● **THE TASK**: Can you copy the dataset items below word for word, leaving out the pictures?

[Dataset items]
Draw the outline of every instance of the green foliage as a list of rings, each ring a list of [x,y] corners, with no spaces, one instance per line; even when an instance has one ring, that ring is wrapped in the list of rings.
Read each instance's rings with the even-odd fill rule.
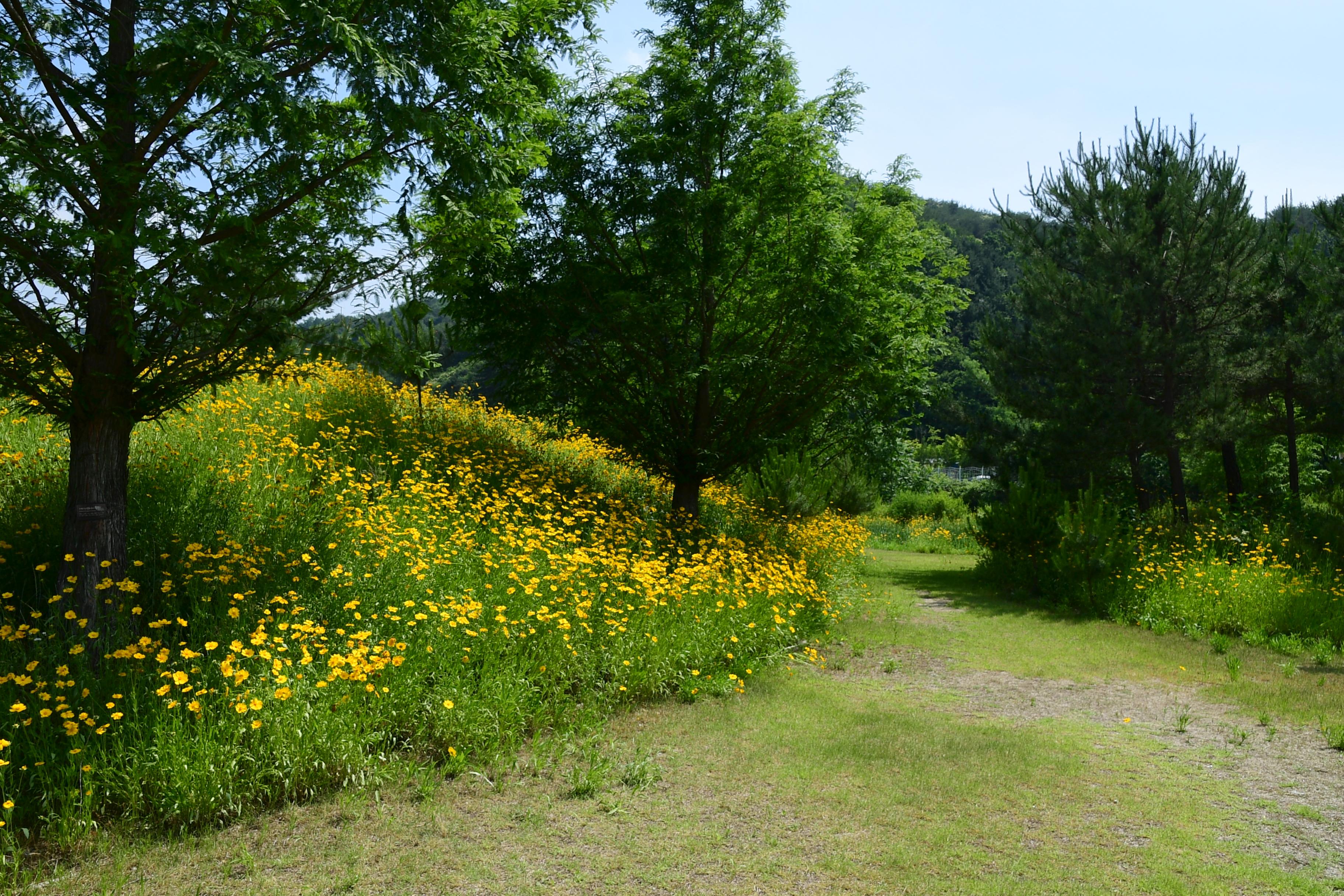
[[[337,364],[294,372],[304,375],[203,394],[161,429],[136,434],[130,549],[140,563],[99,591],[116,602],[90,626],[66,621],[70,598],[50,563],[59,556],[52,521],[63,505],[65,439],[44,418],[0,414],[0,669],[11,673],[0,678],[9,690],[0,704],[9,708],[0,798],[16,803],[0,846],[12,849],[5,836],[22,829],[65,842],[114,819],[173,832],[219,825],[376,783],[387,758],[403,751],[450,772],[489,772],[534,732],[577,735],[618,703],[675,692],[692,680],[691,666],[703,672],[694,678],[707,682],[702,693],[732,692],[749,668],[766,668],[825,625],[800,609],[789,617],[797,631],[775,626],[775,598],[739,602],[728,574],[704,582],[704,607],[676,614],[699,629],[750,606],[753,627],[731,635],[739,638],[732,660],[723,658],[726,629],[706,627],[692,643],[679,634],[691,629],[642,615],[637,630],[609,637],[597,629],[589,650],[593,631],[582,622],[603,609],[581,617],[564,591],[508,595],[507,576],[560,583],[559,553],[601,556],[594,548],[610,533],[624,555],[646,560],[649,580],[668,594],[685,568],[668,556],[687,543],[659,523],[668,516],[660,482],[535,420],[438,396],[426,396],[421,416],[409,387],[394,391]],[[431,494],[444,500],[434,512]],[[777,544],[780,556],[806,556],[809,575],[828,567],[831,548],[813,553],[780,541],[785,529],[825,519],[780,527],[728,489],[714,501],[698,551],[712,553],[711,543],[724,539],[754,557]],[[857,527],[841,525],[857,544]],[[547,527],[555,537],[539,539]],[[461,540],[450,544],[454,532]],[[413,568],[417,552],[425,562]],[[706,556],[696,553],[695,564]],[[602,584],[629,580],[605,562],[601,568]],[[446,611],[450,599],[470,600],[450,595],[492,591],[500,596],[489,613],[484,604]],[[644,603],[634,595],[630,586],[622,591],[632,606]],[[716,599],[727,609],[706,611]],[[505,603],[509,637],[495,609]],[[555,615],[540,621],[539,607],[562,603],[573,626],[562,630]],[[469,625],[454,625],[458,618]],[[20,625],[26,634],[16,637]],[[42,637],[30,637],[39,625]],[[258,629],[269,635],[258,641]],[[766,633],[773,641],[758,649]],[[112,649],[99,665],[87,662],[91,634]],[[375,642],[405,662],[366,668],[367,682],[337,674],[352,666],[335,654]],[[243,703],[251,699],[261,708]],[[70,709],[56,709],[63,703]],[[74,733],[60,728],[66,711]],[[597,782],[598,766],[581,760],[579,783]]]
[[[982,329],[993,388],[1028,423],[1019,450],[1073,481],[1157,451],[1184,513],[1181,439],[1255,306],[1261,230],[1245,175],[1193,125],[1136,121],[1118,146],[1079,145],[1028,192],[1031,214],[1004,218],[1020,255],[1015,314]]]
[[[890,501],[882,505],[878,513],[879,516],[909,523],[915,517],[960,520],[968,516],[969,510],[961,498],[946,492],[898,492],[891,496]]]
[[[766,451],[758,470],[742,474],[742,494],[784,516],[816,516],[827,509],[835,474],[805,451]]]
[[[1078,493],[1059,516],[1063,537],[1055,551],[1056,587],[1082,609],[1103,610],[1114,591],[1116,575],[1129,562],[1120,516],[1095,485]],[[1075,599],[1074,595],[1077,595]]]
[[[915,517],[909,521],[882,516],[866,516],[863,524],[872,533],[870,547],[915,553],[978,553],[974,517],[945,517],[930,520]]]
[[[907,407],[962,265],[909,167],[843,168],[859,87],[801,97],[782,3],[653,8],[648,64],[589,73],[558,110],[513,246],[442,292],[511,402],[640,457],[695,513],[706,478]]]
[[[1063,492],[1039,467],[1023,467],[1005,500],[991,504],[977,520],[986,575],[1009,588],[1042,594],[1055,579],[1051,559],[1063,537],[1064,505]]]
[[[3,5],[0,390],[69,427],[62,576],[85,618],[128,560],[132,429],[276,369],[298,318],[395,269],[421,195],[444,251],[493,240],[593,9]]]
[[[856,516],[878,502],[878,489],[848,457],[829,463],[809,451],[770,449],[741,477],[742,494],[784,516],[816,516],[833,506]]]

● **ANSWER**:
Draw the outline of every instance of the green foliage as a list of rings, each ring a list of [x,y] corners, with no spaces, one instance per line; even when an instance has one ring, that ring is wrapped in the list of rings.
Read each instance's rings with the even-odd fill rule.
[[[337,364],[294,372],[304,375],[203,394],[161,429],[136,434],[130,549],[140,563],[99,591],[116,602],[90,626],[66,621],[70,598],[50,563],[59,556],[52,521],[63,505],[65,439],[44,418],[0,414],[0,669],[11,673],[0,678],[9,690],[0,704],[9,708],[0,798],[16,803],[0,846],[12,849],[5,836],[22,829],[65,842],[114,819],[173,832],[219,825],[376,783],[387,758],[403,751],[450,772],[489,772],[534,732],[577,735],[618,703],[675,692],[692,680],[691,666],[703,672],[694,678],[707,682],[702,693],[732,692],[749,668],[766,668],[825,625],[800,609],[789,617],[797,631],[775,626],[775,598],[739,602],[728,574],[704,582],[704,607],[676,614],[699,629],[750,606],[753,627],[731,635],[739,638],[732,660],[723,658],[726,629],[706,627],[692,643],[679,634],[691,629],[642,615],[637,630],[609,637],[597,629],[589,650],[593,631],[582,622],[603,609],[581,617],[564,591],[508,595],[507,576],[560,583],[559,553],[601,556],[594,548],[610,533],[624,555],[646,560],[649,580],[668,594],[685,568],[668,556],[687,543],[659,523],[668,516],[660,482],[535,420],[438,396],[426,396],[421,416],[409,387],[394,391]],[[431,494],[444,500],[434,512]],[[777,544],[780,556],[806,556],[809,575],[828,567],[831,548],[813,553],[780,541],[785,529],[825,519],[780,527],[728,489],[714,501],[698,551],[712,553],[711,543],[724,539],[754,557]],[[857,527],[841,525],[857,544]],[[547,527],[555,537],[539,539]],[[461,540],[450,544],[454,532]],[[413,568],[417,552],[425,562]],[[706,556],[696,553],[695,564]],[[602,584],[629,580],[605,562],[601,568]],[[446,611],[450,599],[470,600],[450,595],[492,591],[500,596],[489,613],[484,604]],[[644,603],[634,595],[630,586],[622,591],[632,606]],[[716,599],[727,609],[706,611]],[[505,603],[509,637],[495,609]],[[555,615],[540,621],[539,607],[562,603],[573,626],[562,630]],[[469,625],[454,625],[458,618]],[[20,625],[26,634],[16,637]],[[42,637],[30,637],[39,625]],[[258,629],[269,635],[258,641]],[[766,633],[773,641],[758,649]],[[112,649],[99,665],[87,662],[91,634]],[[375,642],[405,662],[366,668],[367,682],[337,674],[352,666],[335,654]],[[243,703],[251,699],[261,708]],[[70,709],[56,709],[63,703]],[[74,733],[60,728],[66,711]],[[597,782],[598,766],[581,760],[579,783]]]
[[[982,329],[993,388],[1028,423],[1019,450],[1073,481],[1157,451],[1184,513],[1181,439],[1255,306],[1261,230],[1245,175],[1193,125],[1136,121],[1118,146],[1079,145],[1028,192],[1031,214],[1004,218],[1020,255],[1015,314]]]
[[[890,501],[882,505],[878,513],[879,516],[909,523],[915,517],[960,520],[968,516],[969,510],[961,498],[946,492],[898,492],[891,496]]]
[[[766,451],[758,470],[742,474],[742,494],[784,516],[816,516],[827,509],[835,474],[805,451]]]
[[[1078,493],[1059,516],[1063,537],[1055,551],[1056,587],[1082,609],[1103,610],[1114,591],[1116,575],[1129,562],[1120,516],[1095,485]],[[1075,599],[1074,595],[1077,595]]]
[[[915,517],[909,521],[882,516],[866,516],[863,524],[872,533],[870,547],[915,553],[978,553],[974,517],[945,517],[930,520]]]
[[[907,407],[962,265],[909,167],[843,168],[859,87],[801,97],[782,3],[653,8],[648,64],[589,73],[558,110],[513,246],[442,292],[511,402],[640,457],[695,513],[706,478]]]
[[[1063,492],[1039,467],[1023,467],[1005,500],[991,504],[977,520],[986,575],[1009,588],[1042,594],[1055,579],[1051,559],[1063,537],[1064,505]]]
[[[3,5],[0,390],[69,427],[62,576],[85,618],[128,560],[132,429],[276,369],[298,318],[395,269],[421,195],[444,251],[493,240],[593,9]]]
[[[856,516],[878,502],[878,489],[848,457],[829,463],[809,451],[770,449],[741,477],[742,494],[784,516],[816,516],[833,506]]]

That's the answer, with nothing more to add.